▸ Provided data

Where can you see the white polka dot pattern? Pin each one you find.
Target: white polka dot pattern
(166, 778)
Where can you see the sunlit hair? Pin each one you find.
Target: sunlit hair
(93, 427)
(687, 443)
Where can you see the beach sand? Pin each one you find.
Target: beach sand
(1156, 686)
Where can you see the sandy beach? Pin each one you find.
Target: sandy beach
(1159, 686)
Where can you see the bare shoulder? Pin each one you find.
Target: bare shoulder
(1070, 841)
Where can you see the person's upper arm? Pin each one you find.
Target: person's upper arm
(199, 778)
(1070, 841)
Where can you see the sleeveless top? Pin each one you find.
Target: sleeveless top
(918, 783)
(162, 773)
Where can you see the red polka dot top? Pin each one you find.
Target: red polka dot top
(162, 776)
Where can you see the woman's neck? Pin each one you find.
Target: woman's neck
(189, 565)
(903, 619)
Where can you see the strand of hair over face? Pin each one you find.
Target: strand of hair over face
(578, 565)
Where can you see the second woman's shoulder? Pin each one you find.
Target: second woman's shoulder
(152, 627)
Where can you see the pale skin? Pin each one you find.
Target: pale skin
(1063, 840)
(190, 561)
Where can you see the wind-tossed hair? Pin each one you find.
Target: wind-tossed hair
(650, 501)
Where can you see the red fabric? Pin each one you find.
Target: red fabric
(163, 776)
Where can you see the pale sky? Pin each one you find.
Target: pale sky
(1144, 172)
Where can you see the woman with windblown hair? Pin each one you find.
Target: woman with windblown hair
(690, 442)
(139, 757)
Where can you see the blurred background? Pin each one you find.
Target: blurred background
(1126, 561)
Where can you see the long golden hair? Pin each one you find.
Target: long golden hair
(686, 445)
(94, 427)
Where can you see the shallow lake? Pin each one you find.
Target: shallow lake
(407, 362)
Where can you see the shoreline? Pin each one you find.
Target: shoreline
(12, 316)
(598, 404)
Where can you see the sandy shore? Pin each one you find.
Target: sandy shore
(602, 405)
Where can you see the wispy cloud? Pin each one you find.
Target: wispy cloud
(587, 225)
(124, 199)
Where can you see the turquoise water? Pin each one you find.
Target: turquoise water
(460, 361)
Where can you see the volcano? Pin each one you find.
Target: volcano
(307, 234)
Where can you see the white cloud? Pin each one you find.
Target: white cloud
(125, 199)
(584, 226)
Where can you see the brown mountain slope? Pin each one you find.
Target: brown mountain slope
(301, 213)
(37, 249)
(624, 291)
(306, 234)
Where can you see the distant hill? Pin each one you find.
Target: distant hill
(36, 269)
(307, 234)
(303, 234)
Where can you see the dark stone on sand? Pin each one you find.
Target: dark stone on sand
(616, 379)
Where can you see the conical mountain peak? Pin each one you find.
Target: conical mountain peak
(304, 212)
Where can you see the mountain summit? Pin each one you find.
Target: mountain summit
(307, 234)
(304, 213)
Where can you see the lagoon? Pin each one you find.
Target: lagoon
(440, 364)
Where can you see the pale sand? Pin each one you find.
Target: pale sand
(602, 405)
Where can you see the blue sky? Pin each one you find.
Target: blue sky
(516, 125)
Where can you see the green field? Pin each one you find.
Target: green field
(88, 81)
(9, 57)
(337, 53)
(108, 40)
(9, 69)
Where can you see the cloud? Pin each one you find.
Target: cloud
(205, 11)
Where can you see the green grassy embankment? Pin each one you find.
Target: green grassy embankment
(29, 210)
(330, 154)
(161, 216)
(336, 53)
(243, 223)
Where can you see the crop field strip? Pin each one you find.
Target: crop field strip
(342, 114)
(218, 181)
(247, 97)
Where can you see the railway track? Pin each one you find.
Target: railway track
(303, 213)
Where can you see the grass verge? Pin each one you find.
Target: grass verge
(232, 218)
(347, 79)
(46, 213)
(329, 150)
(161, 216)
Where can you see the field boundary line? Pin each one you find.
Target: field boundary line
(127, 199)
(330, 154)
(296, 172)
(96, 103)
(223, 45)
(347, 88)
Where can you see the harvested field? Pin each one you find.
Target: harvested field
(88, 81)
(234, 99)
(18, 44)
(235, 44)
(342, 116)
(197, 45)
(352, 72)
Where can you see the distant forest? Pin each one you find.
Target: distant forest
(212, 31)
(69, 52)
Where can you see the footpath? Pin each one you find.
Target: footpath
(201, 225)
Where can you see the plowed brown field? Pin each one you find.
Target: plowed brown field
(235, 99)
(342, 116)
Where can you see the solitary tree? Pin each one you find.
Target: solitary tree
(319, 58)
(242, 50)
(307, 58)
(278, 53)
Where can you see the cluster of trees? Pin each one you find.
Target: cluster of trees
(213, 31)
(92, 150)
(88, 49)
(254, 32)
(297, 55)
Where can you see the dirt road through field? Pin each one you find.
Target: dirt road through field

▸ Work instructions
Can you recast the lines above, from the one holding "Where can you see the field" through the last line of the entries (both ends included), as a Markdown table with the columns Row and Line, leaving out any blank lines?

▸ Solution to this problem
| Row | Line |
|---|---|
| 1 | Where can you see the field boundary line? Pin each one you find. |
| 2 | Target: field boundary line |
| 3 | (127, 199) |
| 4 | (330, 154) |
| 5 | (296, 172) |
| 6 | (96, 103) |
| 7 | (223, 45) |
| 8 | (347, 88) |
| 9 | Where can you see the harvested field? Pin each one you find. |
| 10 | Target: harvested field |
| 11 | (88, 81) |
| 12 | (234, 99) |
| 13 | (18, 44) |
| 14 | (235, 44) |
| 15 | (342, 116) |
| 16 | (197, 45) |
| 17 | (352, 72) |
| 18 | Where can you see the distant forest? Pin each one you find. |
| 19 | Target: distant forest |
| 20 | (212, 31) |
| 21 | (69, 52) |
| 22 | Where can you see the footpath? Pin each one you find. |
| 23 | Target: footpath |
| 24 | (201, 225) |
| 25 | Where can you see the plowed brown field? Pin each one you find. |
| 26 | Target: plowed brown field |
| 27 | (235, 99) |
| 28 | (342, 116) |
| 29 | Where can you see the solitary tree? Pin each one you find. |
| 30 | Target: solitary tree |
| 31 | (319, 58) |
| 32 | (242, 50) |
| 33 | (307, 58) |
| 34 | (278, 53) |
| 35 | Where can you see the cluster of trees? Pin each one you find. |
| 36 | Target: cluster of trees |
| 37 | (213, 31) |
| 38 | (92, 150) |
| 39 | (88, 49) |
| 40 | (254, 32) |
| 41 | (297, 55) |
| 42 | Where can you see the dirt road through field? Pin each one you find. |
| 43 | Target: dirt road through field |